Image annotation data
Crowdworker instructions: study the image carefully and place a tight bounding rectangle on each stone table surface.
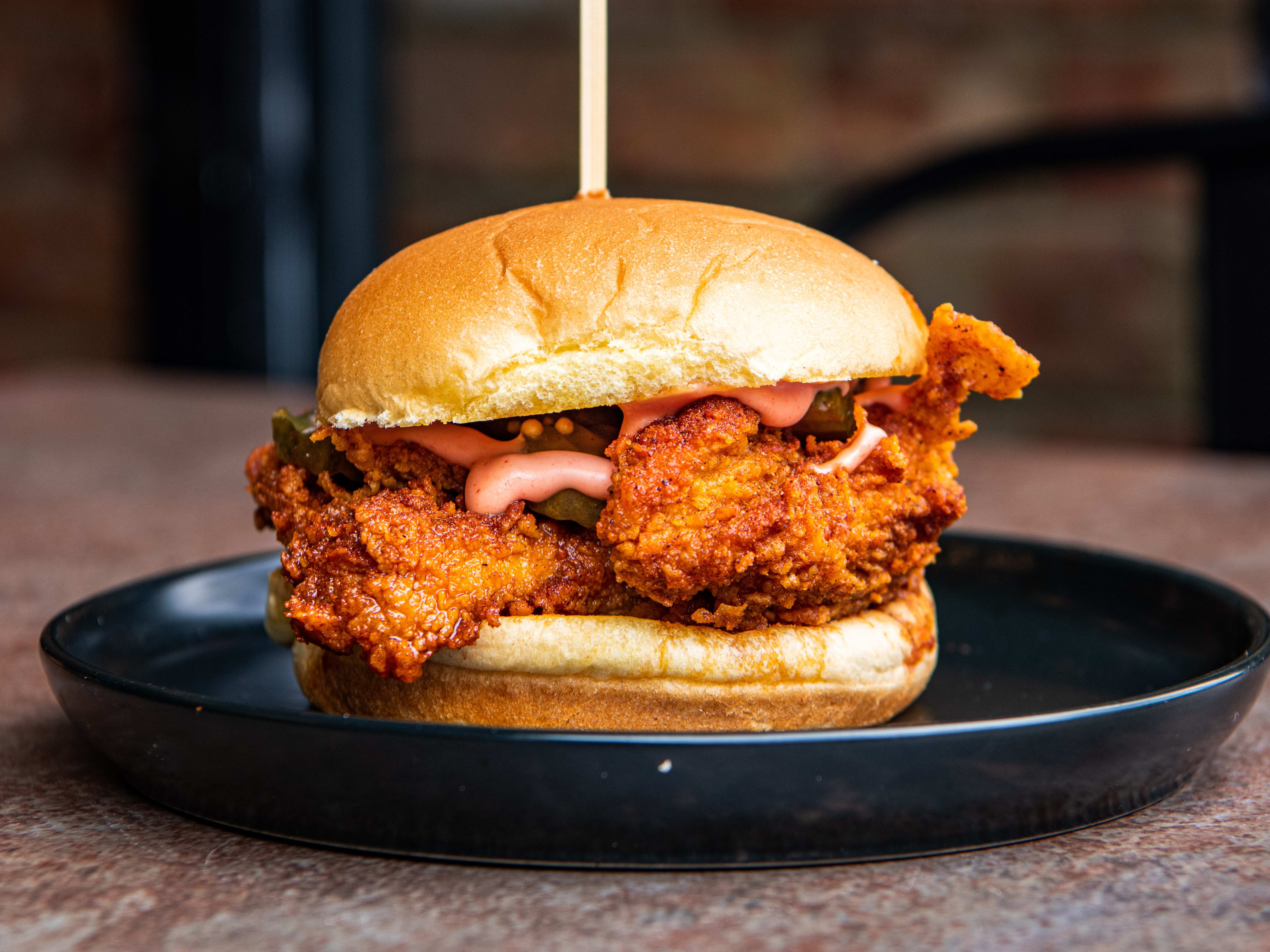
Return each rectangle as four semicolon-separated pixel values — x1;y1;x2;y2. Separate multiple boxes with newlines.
0;371;1270;951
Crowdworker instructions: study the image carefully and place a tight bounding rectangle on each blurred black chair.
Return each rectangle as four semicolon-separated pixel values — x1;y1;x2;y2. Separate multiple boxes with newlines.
819;115;1270;452
133;0;381;379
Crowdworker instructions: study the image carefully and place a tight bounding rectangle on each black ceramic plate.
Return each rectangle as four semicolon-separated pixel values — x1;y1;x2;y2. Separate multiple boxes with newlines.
41;536;1270;867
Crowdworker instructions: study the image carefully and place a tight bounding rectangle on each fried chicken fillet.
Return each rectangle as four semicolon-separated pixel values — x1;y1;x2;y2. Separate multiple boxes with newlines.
246;306;1037;682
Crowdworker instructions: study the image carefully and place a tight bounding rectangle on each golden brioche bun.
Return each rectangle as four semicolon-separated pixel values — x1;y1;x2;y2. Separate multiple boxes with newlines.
293;583;936;731
318;198;926;428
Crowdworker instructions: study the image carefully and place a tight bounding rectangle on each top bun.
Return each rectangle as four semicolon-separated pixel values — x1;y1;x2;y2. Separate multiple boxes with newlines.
318;198;926;428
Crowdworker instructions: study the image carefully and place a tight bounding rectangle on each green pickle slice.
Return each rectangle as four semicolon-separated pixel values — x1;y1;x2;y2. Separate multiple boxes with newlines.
529;489;608;529
273;410;363;486
790;387;856;440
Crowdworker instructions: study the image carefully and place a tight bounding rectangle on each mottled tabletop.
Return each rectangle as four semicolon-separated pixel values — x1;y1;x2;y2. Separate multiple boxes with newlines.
0;372;1270;952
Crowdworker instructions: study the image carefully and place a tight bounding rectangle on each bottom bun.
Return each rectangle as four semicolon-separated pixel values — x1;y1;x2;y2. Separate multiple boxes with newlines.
293;581;937;731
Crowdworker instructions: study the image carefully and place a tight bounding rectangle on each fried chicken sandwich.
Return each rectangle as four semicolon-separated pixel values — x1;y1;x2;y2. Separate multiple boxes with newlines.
246;198;1037;731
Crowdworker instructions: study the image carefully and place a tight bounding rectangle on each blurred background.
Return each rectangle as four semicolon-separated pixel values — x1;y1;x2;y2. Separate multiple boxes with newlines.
0;0;1270;451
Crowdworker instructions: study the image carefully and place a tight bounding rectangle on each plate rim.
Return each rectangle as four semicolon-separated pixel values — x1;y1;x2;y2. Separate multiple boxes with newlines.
39;532;1270;746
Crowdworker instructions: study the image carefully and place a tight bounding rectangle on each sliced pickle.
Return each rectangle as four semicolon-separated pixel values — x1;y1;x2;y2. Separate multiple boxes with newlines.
790;387;856;440
273;410;363;486
529;489;606;529
264;569;296;647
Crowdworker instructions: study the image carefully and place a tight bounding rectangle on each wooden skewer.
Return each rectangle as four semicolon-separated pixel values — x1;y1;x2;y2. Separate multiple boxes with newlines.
578;0;608;198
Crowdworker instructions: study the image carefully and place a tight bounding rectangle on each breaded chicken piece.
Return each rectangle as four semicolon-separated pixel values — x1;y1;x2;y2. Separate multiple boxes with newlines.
596;306;1037;630
246;444;660;682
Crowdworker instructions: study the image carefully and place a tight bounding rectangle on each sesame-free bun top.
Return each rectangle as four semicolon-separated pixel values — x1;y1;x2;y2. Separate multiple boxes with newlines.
318;198;926;426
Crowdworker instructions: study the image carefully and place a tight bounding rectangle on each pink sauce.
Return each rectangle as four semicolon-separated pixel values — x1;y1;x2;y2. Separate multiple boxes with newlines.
363;381;907;514
812;423;886;476
464;449;614;514
622;381;846;435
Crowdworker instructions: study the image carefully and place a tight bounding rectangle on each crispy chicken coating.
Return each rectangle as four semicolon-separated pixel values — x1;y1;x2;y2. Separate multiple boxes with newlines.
246;444;662;682
246;306;1036;682
596;306;1037;630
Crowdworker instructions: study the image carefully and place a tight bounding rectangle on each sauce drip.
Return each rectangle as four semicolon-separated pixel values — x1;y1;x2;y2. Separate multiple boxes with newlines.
812;423;886;476
363;381;889;514
464;449;615;514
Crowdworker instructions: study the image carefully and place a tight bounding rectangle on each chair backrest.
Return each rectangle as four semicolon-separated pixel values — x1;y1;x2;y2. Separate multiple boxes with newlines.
819;114;1270;452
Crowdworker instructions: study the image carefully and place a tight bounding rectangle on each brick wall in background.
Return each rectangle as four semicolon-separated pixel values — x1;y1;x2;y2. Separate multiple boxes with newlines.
0;0;135;368
386;0;1255;443
0;0;1255;442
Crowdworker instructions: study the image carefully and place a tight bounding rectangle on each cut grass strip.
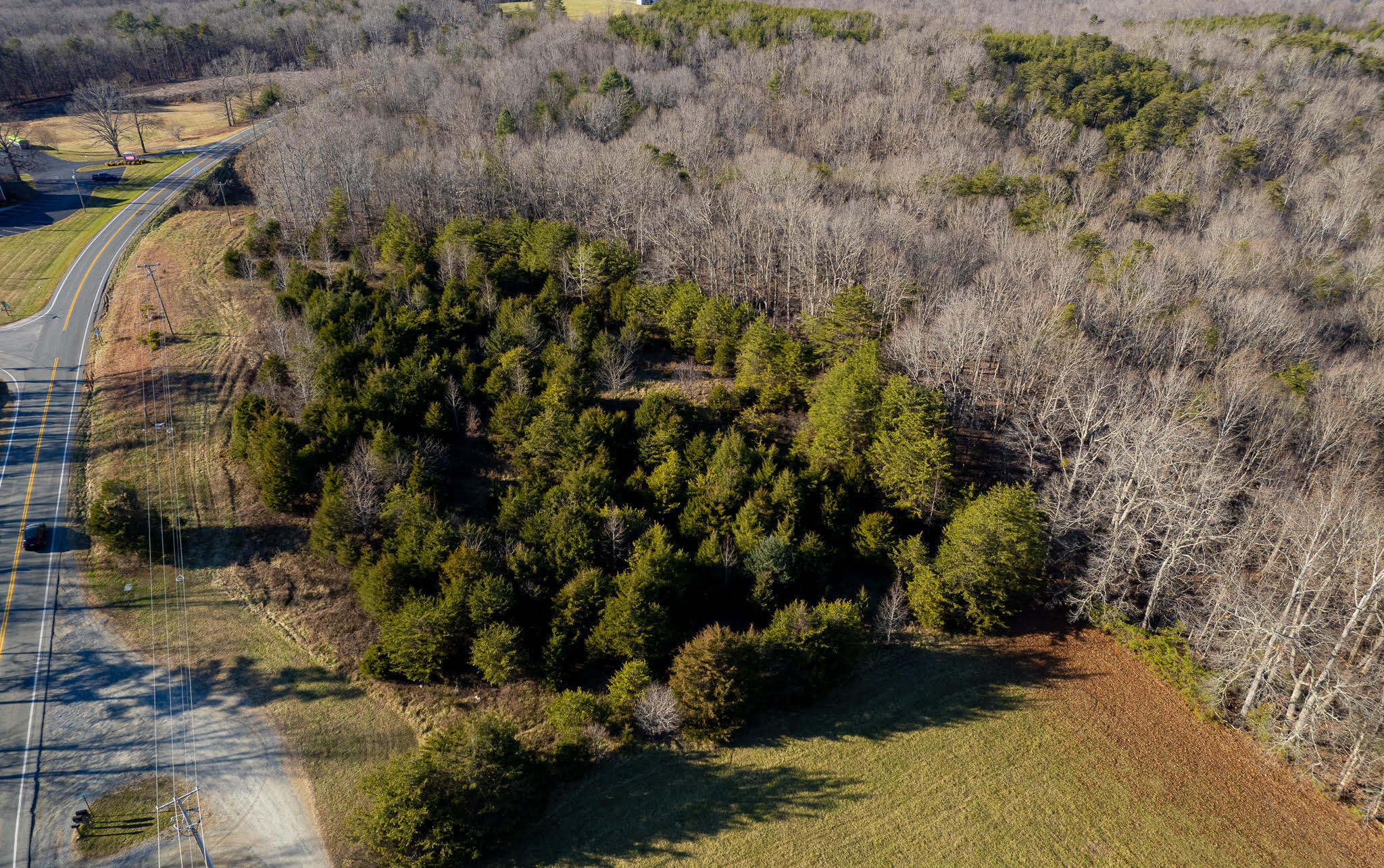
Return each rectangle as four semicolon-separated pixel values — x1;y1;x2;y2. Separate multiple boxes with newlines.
0;153;195;318
78;775;191;859
494;630;1384;868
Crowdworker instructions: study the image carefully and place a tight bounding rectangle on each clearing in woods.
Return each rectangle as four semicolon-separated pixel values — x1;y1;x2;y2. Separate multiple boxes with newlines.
498;626;1384;868
0;153;194;320
74;207;415;864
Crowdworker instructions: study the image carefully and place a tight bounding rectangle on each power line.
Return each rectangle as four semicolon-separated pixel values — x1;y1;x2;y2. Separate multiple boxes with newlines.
134;261;173;336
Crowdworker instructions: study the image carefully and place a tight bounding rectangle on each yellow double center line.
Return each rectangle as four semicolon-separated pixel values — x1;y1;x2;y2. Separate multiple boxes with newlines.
62;157;218;331
0;359;58;653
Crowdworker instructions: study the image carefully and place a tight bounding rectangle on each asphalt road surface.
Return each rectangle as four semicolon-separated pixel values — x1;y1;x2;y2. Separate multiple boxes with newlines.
0;148;126;238
0;120;264;867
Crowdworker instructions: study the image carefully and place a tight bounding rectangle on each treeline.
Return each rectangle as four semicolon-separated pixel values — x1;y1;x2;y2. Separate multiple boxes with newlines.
0;0;474;104
229;3;1384;830
218;213;1046;864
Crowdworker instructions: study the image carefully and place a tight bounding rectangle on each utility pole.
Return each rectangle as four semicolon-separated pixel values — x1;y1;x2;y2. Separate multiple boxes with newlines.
153;786;213;868
212;181;231;226
134;261;173;335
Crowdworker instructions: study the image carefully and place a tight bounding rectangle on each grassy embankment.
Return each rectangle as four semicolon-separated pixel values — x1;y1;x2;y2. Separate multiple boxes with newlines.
498;630;1384;868
0;153;193;318
74;209;415;864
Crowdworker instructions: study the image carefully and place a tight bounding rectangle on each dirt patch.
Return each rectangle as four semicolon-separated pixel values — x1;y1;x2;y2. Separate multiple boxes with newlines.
1013;628;1384;867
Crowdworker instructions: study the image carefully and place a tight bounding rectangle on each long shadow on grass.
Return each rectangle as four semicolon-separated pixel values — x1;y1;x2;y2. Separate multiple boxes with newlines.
498;630;1070;865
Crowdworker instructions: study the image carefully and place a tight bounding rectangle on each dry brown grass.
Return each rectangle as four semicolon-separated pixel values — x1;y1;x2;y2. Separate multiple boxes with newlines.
82;209;415;864
26;103;235;161
495;624;1384;868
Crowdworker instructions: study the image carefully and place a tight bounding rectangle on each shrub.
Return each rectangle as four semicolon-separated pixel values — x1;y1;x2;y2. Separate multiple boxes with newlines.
351;715;543;868
668;624;760;742
87;479;148;553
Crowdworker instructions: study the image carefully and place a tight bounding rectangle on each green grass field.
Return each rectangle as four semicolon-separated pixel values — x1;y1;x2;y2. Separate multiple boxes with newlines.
78;775;191;859
497;633;1384;868
0;153;194;318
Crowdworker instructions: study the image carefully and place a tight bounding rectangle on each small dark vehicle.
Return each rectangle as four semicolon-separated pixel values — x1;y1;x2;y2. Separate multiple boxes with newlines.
24;524;49;551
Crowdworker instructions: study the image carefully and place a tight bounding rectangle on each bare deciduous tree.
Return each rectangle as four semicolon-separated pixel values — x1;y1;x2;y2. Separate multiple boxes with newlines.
634;684;683;738
68;79;130;157
874;578;908;644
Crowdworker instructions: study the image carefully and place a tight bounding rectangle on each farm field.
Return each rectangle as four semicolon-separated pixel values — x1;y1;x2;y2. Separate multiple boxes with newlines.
495;628;1384;868
0;153;194;318
26;103;235;161
499;0;642;21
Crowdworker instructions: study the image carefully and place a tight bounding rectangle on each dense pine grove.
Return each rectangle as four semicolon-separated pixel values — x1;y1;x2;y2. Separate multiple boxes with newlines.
216;213;1045;864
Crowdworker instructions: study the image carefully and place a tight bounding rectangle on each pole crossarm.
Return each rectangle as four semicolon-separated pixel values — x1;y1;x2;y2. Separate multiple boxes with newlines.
153;786;212;868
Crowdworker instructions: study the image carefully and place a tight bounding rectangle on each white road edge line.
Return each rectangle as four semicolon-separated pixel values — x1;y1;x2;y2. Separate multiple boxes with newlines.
0;120;266;868
0;368;24;498
9;374;77;868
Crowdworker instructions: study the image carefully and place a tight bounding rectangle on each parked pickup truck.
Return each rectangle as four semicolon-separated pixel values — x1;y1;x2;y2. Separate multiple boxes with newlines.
24;524;49;551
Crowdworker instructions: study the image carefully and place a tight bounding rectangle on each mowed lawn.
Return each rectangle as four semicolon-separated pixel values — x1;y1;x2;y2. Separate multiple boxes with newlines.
497;630;1384;868
0;153;193;318
25;101;235;161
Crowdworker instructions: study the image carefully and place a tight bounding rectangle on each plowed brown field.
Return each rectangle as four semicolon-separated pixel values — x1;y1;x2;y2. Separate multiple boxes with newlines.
501;624;1384;868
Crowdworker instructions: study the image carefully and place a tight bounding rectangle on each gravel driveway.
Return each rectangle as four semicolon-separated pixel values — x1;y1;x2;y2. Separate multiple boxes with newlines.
21;542;328;868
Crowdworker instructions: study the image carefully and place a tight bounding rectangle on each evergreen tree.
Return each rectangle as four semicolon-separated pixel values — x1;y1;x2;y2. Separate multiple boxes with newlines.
87;479;148;553
745;534;797;612
868;374;952;517
908;484;1047;634
353;713;543;868
495;108;519;138
307;468;353;565
807;343;885;475
760;599;869;706
597;65;634;97
470;623;520;687
248;413;305;512
591;525;688;661
379;594;461;684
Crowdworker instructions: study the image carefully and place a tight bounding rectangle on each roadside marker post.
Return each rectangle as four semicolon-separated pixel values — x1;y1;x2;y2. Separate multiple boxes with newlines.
134;261;173;335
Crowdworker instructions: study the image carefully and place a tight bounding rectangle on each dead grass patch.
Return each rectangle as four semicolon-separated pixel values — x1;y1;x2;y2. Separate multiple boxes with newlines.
80;209;415;864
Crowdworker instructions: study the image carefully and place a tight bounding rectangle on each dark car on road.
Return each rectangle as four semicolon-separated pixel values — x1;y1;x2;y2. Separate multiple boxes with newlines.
24;524;49;551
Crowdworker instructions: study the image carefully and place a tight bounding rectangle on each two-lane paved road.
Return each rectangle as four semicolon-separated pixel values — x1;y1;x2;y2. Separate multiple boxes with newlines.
0;128;256;865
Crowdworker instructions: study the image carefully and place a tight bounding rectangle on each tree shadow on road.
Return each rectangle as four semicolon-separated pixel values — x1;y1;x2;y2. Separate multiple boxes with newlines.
495;626;1079;867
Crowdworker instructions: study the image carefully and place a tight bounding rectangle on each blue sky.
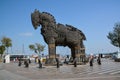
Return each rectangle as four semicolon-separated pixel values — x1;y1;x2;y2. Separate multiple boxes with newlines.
0;0;120;54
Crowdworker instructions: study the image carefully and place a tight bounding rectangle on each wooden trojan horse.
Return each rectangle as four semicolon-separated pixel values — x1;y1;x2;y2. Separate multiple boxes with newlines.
31;10;86;64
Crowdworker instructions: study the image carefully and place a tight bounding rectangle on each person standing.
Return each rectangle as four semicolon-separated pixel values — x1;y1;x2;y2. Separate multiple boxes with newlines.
56;58;60;68
89;56;93;66
97;56;101;65
38;59;42;68
74;58;77;67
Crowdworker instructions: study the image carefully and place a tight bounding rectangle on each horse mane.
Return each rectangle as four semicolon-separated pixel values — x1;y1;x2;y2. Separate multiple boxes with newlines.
42;12;56;24
66;24;86;40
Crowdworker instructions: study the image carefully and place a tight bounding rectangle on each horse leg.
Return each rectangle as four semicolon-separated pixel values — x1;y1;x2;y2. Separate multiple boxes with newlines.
48;43;56;64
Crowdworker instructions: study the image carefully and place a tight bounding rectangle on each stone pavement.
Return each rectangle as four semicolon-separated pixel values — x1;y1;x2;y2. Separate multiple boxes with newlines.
0;59;120;80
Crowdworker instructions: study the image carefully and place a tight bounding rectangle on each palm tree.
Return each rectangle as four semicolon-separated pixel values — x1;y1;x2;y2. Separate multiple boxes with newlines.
29;43;45;57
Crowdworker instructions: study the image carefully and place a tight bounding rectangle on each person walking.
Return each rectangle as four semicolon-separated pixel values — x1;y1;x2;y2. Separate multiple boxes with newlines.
74;58;77;67
56;58;60;68
89;56;93;66
38;59;42;68
97;56;101;65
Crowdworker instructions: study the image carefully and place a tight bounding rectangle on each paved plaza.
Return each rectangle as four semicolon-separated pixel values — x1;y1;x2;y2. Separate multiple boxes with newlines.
0;59;120;80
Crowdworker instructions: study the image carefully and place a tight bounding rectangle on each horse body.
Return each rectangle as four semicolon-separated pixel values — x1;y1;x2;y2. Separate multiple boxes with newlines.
31;10;86;64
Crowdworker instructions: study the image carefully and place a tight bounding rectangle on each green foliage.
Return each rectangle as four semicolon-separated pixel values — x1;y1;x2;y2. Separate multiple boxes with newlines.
1;37;12;53
107;23;120;47
29;43;45;54
0;45;5;56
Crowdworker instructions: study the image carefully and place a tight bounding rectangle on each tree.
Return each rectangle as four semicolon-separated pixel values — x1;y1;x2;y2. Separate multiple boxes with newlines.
107;23;120;48
0;45;5;57
29;43;45;56
1;37;12;53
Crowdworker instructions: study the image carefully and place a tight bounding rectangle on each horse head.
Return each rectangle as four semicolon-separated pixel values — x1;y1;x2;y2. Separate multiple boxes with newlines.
31;9;41;29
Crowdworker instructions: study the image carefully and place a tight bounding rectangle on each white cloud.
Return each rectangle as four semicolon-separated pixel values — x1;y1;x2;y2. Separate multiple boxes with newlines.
19;32;33;36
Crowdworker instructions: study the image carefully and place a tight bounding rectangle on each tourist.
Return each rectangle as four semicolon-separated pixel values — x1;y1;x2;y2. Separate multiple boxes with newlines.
97;56;101;65
18;59;22;66
38;59;42;68
89;56;93;66
74;58;77;67
56;58;60;68
24;60;29;68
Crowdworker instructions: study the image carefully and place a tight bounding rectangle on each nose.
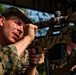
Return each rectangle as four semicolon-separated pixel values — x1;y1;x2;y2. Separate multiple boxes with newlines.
18;25;23;34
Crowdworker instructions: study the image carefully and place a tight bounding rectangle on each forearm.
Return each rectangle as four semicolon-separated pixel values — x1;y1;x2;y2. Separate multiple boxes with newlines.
14;36;30;56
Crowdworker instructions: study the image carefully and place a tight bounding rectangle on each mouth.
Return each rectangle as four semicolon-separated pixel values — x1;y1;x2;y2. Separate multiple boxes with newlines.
13;33;19;40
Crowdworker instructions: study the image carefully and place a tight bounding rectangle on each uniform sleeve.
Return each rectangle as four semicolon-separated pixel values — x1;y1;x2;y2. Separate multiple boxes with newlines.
1;45;21;75
20;50;39;75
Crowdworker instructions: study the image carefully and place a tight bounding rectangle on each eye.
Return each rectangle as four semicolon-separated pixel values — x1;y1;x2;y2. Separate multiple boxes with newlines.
14;21;22;25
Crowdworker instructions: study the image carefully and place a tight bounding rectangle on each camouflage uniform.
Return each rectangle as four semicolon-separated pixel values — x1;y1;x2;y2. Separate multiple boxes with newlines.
0;44;39;75
50;44;76;75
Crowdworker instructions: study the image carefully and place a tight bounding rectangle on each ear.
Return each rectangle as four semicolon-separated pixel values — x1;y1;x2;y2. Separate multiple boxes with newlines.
0;16;5;26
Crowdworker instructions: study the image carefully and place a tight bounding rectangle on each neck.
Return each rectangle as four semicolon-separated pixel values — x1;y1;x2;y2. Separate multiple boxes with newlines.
0;34;8;46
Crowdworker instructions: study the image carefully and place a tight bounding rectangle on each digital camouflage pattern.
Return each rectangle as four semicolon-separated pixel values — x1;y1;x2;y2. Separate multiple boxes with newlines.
0;44;39;75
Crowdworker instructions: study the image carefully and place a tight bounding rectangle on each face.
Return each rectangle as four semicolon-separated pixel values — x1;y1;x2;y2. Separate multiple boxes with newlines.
1;16;25;44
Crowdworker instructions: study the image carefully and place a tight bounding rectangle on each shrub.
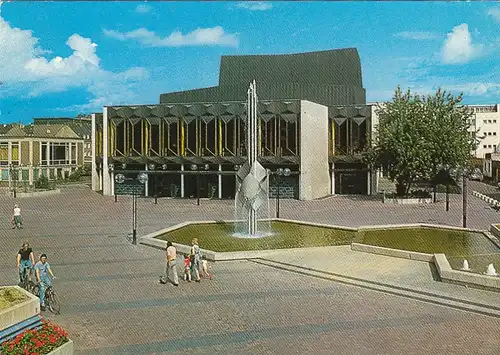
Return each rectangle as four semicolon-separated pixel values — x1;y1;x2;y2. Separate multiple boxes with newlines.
35;175;50;190
0;319;69;355
410;190;431;198
68;170;82;181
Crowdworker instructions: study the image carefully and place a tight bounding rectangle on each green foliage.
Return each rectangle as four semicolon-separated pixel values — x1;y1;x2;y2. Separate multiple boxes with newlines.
35;175;50;190
364;86;475;196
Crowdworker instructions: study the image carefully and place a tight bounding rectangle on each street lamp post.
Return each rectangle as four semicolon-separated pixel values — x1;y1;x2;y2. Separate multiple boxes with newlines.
275;168;291;218
115;173;148;245
462;169;469;228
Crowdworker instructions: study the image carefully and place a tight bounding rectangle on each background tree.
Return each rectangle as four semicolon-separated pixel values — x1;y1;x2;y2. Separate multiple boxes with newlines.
365;86;474;196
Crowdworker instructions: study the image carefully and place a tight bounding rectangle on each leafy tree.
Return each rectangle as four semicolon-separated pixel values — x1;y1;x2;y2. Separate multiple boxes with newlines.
365;86;474;196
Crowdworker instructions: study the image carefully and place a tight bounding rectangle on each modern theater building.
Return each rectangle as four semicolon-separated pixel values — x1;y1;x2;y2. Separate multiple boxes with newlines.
92;48;376;200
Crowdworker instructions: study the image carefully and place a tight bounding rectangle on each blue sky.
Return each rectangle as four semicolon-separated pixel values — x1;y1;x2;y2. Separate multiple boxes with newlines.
0;1;500;123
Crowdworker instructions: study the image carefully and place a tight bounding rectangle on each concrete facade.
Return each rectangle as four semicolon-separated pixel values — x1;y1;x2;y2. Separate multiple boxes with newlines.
468;104;500;159
299;101;331;200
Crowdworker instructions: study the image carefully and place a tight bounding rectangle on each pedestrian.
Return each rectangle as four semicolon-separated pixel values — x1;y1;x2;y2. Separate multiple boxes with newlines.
184;254;191;282
190;238;200;282
12;204;22;229
201;255;212;280
166;242;179;286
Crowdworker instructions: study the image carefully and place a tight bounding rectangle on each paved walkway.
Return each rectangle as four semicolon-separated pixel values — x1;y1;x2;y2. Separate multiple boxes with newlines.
246;246;500;315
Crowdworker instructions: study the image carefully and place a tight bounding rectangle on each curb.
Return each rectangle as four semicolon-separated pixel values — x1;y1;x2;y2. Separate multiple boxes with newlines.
248;259;500;318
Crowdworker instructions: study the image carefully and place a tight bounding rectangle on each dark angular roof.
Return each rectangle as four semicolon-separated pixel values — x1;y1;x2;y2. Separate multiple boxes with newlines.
160;48;366;106
219;48;363;88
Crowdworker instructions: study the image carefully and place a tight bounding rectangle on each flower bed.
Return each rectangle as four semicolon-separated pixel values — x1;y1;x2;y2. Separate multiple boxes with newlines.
0;319;70;355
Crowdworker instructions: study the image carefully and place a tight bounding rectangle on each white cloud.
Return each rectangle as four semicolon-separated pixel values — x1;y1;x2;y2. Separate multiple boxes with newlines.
393;31;439;41
488;7;500;21
441;23;483;64
103;26;239;47
135;4;151;14
236;1;273;11
0;13;149;108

**SET EXERCISE:** Rewrite the entries from the line with "shadow on grass." to the line with "498;630;1070;865", both ends included, and shift every bounding-box coordinate up by 147. Keep the instruction lines as they are.

**RESPONSE:**
Crowdworker instructions: study the image carefully and place a tight bounding rectangle on each long shadow on grass.
Return each rectangle as four semicolon-separated pixel values — x1;y1;x2;y2. Separate multiple boxes with newlines.
645;777;1217;1012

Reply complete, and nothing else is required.